# WHAT IS REQUIRED:
Below are records; copy every line in them that holds the word "each".

# DATA PROVIDED:
====
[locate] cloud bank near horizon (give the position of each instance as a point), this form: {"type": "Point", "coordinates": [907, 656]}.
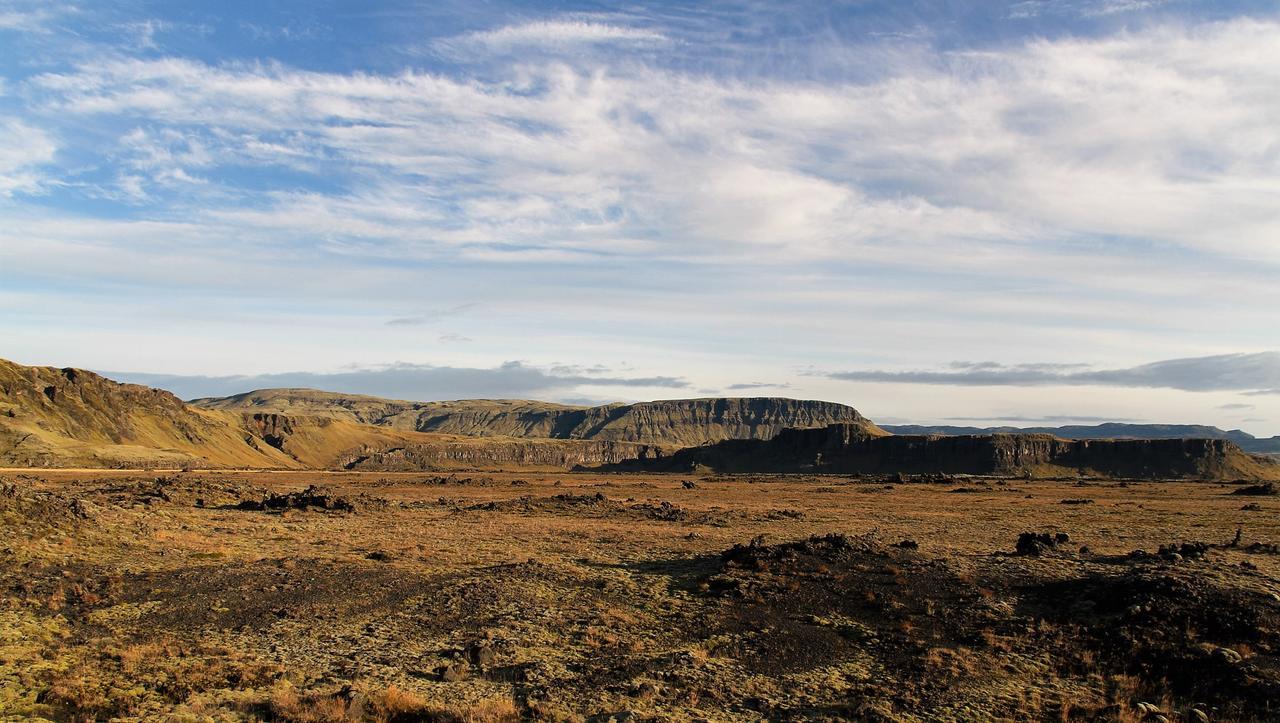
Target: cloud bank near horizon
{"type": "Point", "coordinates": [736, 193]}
====
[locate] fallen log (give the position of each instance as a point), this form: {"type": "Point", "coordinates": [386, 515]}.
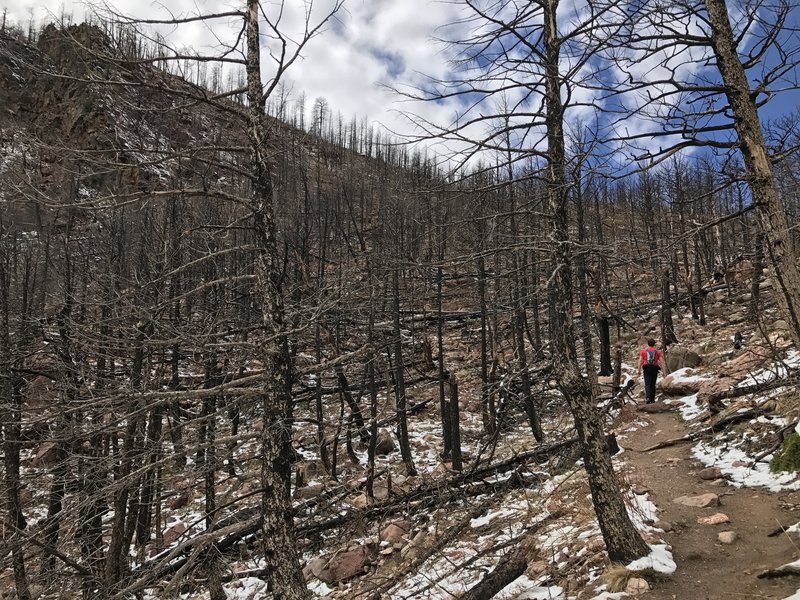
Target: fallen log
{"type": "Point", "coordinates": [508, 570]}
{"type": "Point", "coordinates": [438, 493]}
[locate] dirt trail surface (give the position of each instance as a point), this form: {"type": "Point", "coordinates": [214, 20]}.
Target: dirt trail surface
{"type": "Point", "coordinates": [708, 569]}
====
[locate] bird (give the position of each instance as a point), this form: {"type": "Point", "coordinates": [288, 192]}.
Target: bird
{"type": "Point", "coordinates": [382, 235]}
====
# TASK SOLUTION:
[locate] cloud bank near horizon (give the position of each instance as a point), this form: {"type": "Point", "coordinates": [907, 656]}.
[locate] fallen log (give the position of each instance as a point), this form: {"type": "Point", "coordinates": [386, 515]}.
[locate] dirt trail surface (give the position of each instance as a point), this form: {"type": "Point", "coordinates": [214, 20]}.
[locate] bird (give the position of each instance as a point), this form: {"type": "Point", "coordinates": [288, 192]}.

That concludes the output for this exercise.